■ Exercise instructions ■
- a) Copy the density plot documentation word for word, everything from "For univariate distributions, when" down to "the density function.".
- b) Write the next part of the density plot documentation, picking up after its last line.

Transparency of points. Ignored if show_points is FALSE. Defaults to min(1, 500/n), where n is the number of observations plotted.

jitter

For univariate distributions, when jitter is TRUE and show_points is TRUE, a small amount of vertical jittering is applied to the observations. Ignored for bivariate distributions.

ngrid

Number of grid points to use for the density function.

Details

This function produces a ggplot of a density from a distributional object. For univariate densities, it produces a line plot of the density function, with an optional ribbon showing some highest density regions (HDRs) and/or the observations. For bivariate densities, it produces ah HDR contour plot of the density function, with the observations optionally shown as points. The mode can also be drawn as a point. The combination of hdr = "fill", show_points = TRUE, show_mode = TRUE, and prob = c(0.5, 0.99) is equivalent to showing HDR boxplots.

Value

A ggplot object.

Author(s)

Rob J Hyndman

Examples

# Univariate densities
kde <- dist_kde(c(rnorm(500), rnorm(500, 4, .5)))

■ Given information ■
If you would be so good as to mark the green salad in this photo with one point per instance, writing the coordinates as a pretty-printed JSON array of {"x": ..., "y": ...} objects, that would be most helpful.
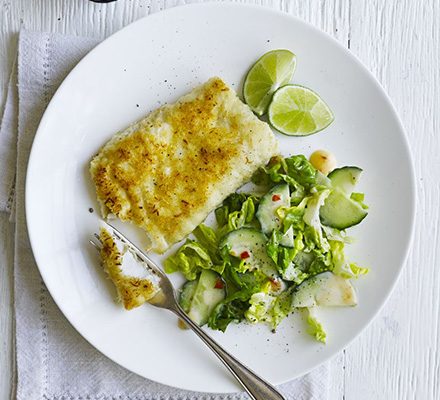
[{"x": 271, "y": 254}]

■ Final results ■
- a)
For univariate distributions, when jitter is TRUE and show_points is TRUE, a small amount of vertical jittering is applied to the observations. Ignored for bivariate distributions.

ngrid

Number of grid points to use for the density function.

- b)
gg_density(kde,
  hdr = "fill", prob = c(0.5, 0.95), color = "#c14b14",
  show_mode = TRUE, show_points = TRUE, jitter = TRUE
)
c(dist_normal(), kde) |>
  gg_density(hdr = "fill", prob = c(0.5, 0.95))
# Bivariate density
tibble(y1 = rnorm(5000), y2 = y1 + rnorm(5000)) |>
  dist_kde() |>
  gg_density(show_points = TRUE, alpha = 0.1, hdr = "fill")

Add ggplot layer of densities from distributional objects in 1 dimension

Description

Add ggplot layer of densities from distributional objects in 1 dimension

Usage

gg_density_layer(object, scale = 1, ngrid = 501, ...)

Arguments

object

distribution object from the distributional package or dist_kde()

scale

Scaling factor for the density function.

ngrid

Number of grid points to use for the density function.

...

Additional arguments are passed to geom_line.

Details

This function adds a ggplot layer of a density from a distributional object. For univariate densities, it adds a line plot of the density function. For bivariate densities, it adds a contour plot of the density function.

Value

A ggplot layer

Author(s)

Rob J Hyndman

Examples

dist_mixture(
  dist_normal(-2, 1),
  dist_normal(2, 1),
  weights = c(1 / 3, 2 / 3)
) |>
  gg_density() +
  gg_density_layer(dist_normal(-2, 1), linetype = "dashed", scale = 1 / 3) +
  gg_density_layer(dist_normal(2, 1), linetype = "dashed", scale = 2 / 3)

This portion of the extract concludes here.